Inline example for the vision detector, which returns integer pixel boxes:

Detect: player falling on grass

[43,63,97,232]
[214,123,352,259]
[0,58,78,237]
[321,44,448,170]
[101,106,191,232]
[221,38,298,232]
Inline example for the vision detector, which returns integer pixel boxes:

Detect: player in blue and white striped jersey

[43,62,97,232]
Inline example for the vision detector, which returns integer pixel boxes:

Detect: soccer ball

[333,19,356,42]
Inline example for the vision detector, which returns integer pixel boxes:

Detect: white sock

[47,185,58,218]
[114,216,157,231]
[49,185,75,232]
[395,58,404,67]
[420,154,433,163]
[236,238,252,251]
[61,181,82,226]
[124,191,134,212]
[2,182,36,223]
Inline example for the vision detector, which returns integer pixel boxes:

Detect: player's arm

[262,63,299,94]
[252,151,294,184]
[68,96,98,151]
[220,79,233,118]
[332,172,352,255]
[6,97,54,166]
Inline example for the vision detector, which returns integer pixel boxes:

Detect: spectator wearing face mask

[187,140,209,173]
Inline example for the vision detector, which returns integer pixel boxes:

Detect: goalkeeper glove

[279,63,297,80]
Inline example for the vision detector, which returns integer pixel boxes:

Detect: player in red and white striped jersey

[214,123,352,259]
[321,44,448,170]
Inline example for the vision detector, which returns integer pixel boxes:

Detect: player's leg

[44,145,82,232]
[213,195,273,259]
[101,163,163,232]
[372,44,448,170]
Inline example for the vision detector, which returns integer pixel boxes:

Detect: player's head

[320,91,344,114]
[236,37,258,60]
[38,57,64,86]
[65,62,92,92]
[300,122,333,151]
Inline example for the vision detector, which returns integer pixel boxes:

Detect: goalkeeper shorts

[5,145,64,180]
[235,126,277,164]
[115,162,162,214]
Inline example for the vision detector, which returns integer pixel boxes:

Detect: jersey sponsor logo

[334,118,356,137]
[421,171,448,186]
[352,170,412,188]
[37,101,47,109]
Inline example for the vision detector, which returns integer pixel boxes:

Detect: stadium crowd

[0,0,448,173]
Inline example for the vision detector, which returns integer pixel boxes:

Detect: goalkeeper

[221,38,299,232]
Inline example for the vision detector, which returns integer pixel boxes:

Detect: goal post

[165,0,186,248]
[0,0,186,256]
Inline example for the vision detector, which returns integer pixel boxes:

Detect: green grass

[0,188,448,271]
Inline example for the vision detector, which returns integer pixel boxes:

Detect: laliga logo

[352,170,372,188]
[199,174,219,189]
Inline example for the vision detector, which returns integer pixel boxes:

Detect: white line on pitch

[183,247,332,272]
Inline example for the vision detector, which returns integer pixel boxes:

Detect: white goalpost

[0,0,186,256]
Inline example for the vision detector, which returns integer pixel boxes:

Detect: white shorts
--------
Please reproduce the records from the start through the line containing "[115,162,162,214]", keeping every line as it is, but shift each bounding box coordinate by adding 18 to it.

### Answer to the problem
Inline example for the vision detector, which returns integer pixel boxes:

Detect: player falling on grass

[61,81,115,250]
[232,141,370,277]
[18,76,96,255]
[339,62,466,188]
[119,124,209,250]
[239,56,316,250]
Inline example for the vision detector, which returns integer pixel boxes:

Detect: player in blue and white striped jersey

[61,80,115,250]
Inline example for the vision detector, which returns integer pixel boxes:

Detect: soccer ball

[351,37,374,60]
Inline example for the vision detector, which returns integer pixel boxes:

Detect: white sock

[65,203,76,236]
[132,234,175,249]
[67,203,93,250]
[413,76,422,85]
[438,172,451,181]
[254,256,270,269]
[79,199,100,244]
[142,209,152,230]
[20,200,54,241]
Inline example for the vision detector, which returns integer pixel boxes:

Detect: player's arm

[280,81,317,112]
[270,169,312,202]
[86,114,116,169]
[238,97,251,136]
[350,190,370,273]
[24,115,72,184]
Inline example for the vision detector, which returns integer pixel boxes:

Detect: spectator wearing face mask

[205,158,227,191]
Inline example for the vision detector, which returns integer pixel boxes:

Detect: goalkeeper glove

[297,81,315,98]
Inline example for the vision detector, which returns integer pixel boxes:

Detect: player in red and white striped jersey

[232,141,370,277]
[339,62,466,188]
Inline example for the vision detector, which returns integer pixel boxes:

Detect: player's leg

[62,163,100,250]
[231,213,291,277]
[119,181,181,250]
[390,62,466,188]
Inline example for the vision detector, which returns integer pixel boxes:

Detect: player's head

[338,109,362,132]
[254,55,276,78]
[56,75,82,104]
[83,80,110,110]
[318,140,351,169]
Inline example for the vision detector, which returns integer pixel boxes:

Detect: goalkeeper shorts

[23,163,82,198]
[253,144,295,182]
[133,180,180,232]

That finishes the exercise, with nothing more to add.